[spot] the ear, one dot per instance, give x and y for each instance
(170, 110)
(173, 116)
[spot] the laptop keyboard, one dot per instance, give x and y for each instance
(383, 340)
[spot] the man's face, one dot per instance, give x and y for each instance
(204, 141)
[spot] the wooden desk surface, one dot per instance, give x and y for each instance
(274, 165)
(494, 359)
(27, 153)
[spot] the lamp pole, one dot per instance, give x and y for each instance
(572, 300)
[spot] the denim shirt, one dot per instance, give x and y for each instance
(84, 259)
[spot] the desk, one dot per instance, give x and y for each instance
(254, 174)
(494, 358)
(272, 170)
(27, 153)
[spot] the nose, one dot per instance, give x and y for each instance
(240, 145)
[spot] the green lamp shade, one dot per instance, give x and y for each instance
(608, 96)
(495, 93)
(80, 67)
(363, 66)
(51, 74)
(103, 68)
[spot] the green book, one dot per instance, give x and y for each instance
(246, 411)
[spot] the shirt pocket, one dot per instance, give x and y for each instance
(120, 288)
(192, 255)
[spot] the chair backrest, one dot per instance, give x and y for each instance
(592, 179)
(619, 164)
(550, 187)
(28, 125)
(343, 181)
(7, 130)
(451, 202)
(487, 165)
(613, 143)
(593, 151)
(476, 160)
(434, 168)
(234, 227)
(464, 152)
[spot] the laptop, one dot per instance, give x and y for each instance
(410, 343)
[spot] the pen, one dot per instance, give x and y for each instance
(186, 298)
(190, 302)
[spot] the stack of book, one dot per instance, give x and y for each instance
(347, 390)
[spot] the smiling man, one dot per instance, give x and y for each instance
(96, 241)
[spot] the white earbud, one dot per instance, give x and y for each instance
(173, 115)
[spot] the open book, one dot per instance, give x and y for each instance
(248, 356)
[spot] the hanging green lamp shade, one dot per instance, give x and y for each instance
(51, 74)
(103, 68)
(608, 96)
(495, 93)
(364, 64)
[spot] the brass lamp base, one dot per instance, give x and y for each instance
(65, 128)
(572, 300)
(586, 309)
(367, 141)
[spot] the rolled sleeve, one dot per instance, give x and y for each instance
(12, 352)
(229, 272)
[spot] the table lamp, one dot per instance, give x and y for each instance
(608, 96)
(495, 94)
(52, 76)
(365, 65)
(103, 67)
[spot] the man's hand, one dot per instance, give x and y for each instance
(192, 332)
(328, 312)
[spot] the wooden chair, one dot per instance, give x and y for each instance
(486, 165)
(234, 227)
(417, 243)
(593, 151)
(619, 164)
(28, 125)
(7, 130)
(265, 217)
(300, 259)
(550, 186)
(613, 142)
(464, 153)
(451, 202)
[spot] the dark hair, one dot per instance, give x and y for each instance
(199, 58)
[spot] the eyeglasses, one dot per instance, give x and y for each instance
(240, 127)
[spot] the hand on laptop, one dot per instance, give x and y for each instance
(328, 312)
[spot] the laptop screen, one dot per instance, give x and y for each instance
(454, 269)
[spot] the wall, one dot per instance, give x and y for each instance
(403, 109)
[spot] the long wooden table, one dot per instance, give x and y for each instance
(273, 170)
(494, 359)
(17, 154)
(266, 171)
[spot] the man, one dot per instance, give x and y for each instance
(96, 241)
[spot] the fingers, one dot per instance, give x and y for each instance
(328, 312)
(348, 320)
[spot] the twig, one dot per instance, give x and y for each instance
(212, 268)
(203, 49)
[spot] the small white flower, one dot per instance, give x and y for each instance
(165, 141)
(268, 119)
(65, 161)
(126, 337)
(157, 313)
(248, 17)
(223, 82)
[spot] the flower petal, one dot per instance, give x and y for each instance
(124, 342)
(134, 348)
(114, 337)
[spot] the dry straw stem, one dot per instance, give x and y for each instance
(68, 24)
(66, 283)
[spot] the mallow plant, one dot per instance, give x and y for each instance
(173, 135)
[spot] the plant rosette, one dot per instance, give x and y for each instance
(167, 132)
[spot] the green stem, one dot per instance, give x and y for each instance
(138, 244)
^^^^^^^^
Rewrite the rows above, changing every "one dot per instance" to "a single dot for each instance" and leaving everything else as it is.

[spot] the ear, a single dot for each instance, give x and y for each instance
(170, 110)
(173, 116)
[spot] the laptop keyboard, a single dot for each instance, give x and y for each instance
(383, 340)
[spot] the man's face, a single dot for each instance, give x and y for each instance
(204, 141)
[spot] the wooden desk surface, a single dot for each instance, give x and y for each instance
(274, 165)
(494, 359)
(27, 153)
[spot] the lamp pole, a single dot for each instance, give x and y for each instance
(572, 300)
[spot] the denim shirt, a single dot for each instance, give x and y for each instance
(84, 259)
[spot] the desk, a single dot for each instance, give x and y for each instance
(254, 174)
(494, 358)
(272, 170)
(27, 153)
[spot] the nose, a single dot for each instance, give x and y for each instance
(240, 145)
[spot] the green lamp shade, a single dot for each instance, give x and y for each instance
(608, 96)
(495, 93)
(80, 67)
(363, 66)
(51, 74)
(103, 68)
[spot] the green book, a single dot for each instance, give x and y for each instance
(246, 411)
[spot] the shirt pocket, a single dot for each instance, give x and y for each instance
(120, 288)
(192, 255)
[spot] the chair backrest, a single dot for each instance, give x and y for each instance
(592, 179)
(619, 164)
(550, 187)
(28, 125)
(343, 181)
(7, 130)
(451, 202)
(487, 165)
(613, 143)
(593, 151)
(476, 160)
(434, 168)
(234, 227)
(464, 152)
[spot] the laptop, a single dot for each instance, give x and y for each instance
(410, 343)
[spot] the pen, a single dot for each instance, give x and y for each instance
(186, 298)
(190, 302)
[spot] the stack of book, a single dot for each instance, give x and y for each instance
(347, 390)
[spot] the smiling man, a single dot for each instance, give x and y for each instance
(96, 241)
[spot] the white earbud, a single dot for each instance, give x and y for each instance
(173, 115)
[spot] the open book, a single dot for each instance, give x and y for each instance
(248, 356)
[spot] the hanging green lamp shade, a single dot for each instance, give x and y for each instance
(51, 74)
(103, 68)
(608, 96)
(495, 93)
(364, 64)
[spot] the brass lamp base, a single dot for each instance, give x and y for each instance
(65, 128)
(572, 300)
(586, 309)
(367, 141)
[spot] the rolled sleeve, a single dot for each instance, give x and y for each instance
(12, 352)
(229, 272)
[spot] the table lamp, a single dot for each instance, give x and y for each instance
(608, 96)
(495, 94)
(52, 76)
(365, 65)
(103, 67)
[spot] the man's hand, a single dot for each instance, give x and y for each instance
(192, 332)
(328, 312)
[spot] the wooden chair, a single dot for each instance, give x and y for each instance
(486, 165)
(234, 227)
(417, 243)
(593, 151)
(619, 164)
(28, 125)
(7, 130)
(265, 217)
(300, 259)
(550, 186)
(613, 142)
(464, 153)
(451, 202)
[spot] the dark hair, a single dot for each instance, give x and y for each instance
(199, 58)
[spot] the eyeglasses, a single dot for each instance, give x and y for each instance
(240, 127)
[spot] the hand on laptop, a single dot for each instance, give x and y for each instance
(328, 312)
[spot] the laptop screen, a single dot for each instance, give x and y for each instance
(454, 269)
[spot] the wall, a single dot for each instance, give x and y for each instance
(403, 109)
[spot] the long wooden table, a single dot for each instance, give x and y for each instance
(273, 170)
(494, 359)
(17, 154)
(266, 171)
[spot] the man, a single dot for each instance, give x and y for each instance
(96, 241)
[spot] the fingers, a single dot for each instance, give x and y for each instance
(328, 312)
(348, 320)
[spot] the twig, a single dot for each instance, give x and y for each instance
(212, 268)
(203, 49)
[spot] the small white flower, a single dot for each instance, give x and y for each instance
(165, 141)
(268, 119)
(65, 161)
(126, 337)
(157, 313)
(248, 17)
(223, 82)
[spot] the flower petal, a single dot for each instance, give x and y for each instance
(124, 342)
(134, 348)
(114, 337)
[spot] the dry straw stem, a single dot for each instance, give x and y for each instance
(68, 24)
(66, 283)
[spot] the mallow plant, a single dot for each instance, give x and y for each instance
(173, 135)
[spot] the plant rosette, a single dot for each instance, give x and y for each instance
(167, 132)
[spot] the green stem, a single dot for each instance, give x and y for each instance
(138, 244)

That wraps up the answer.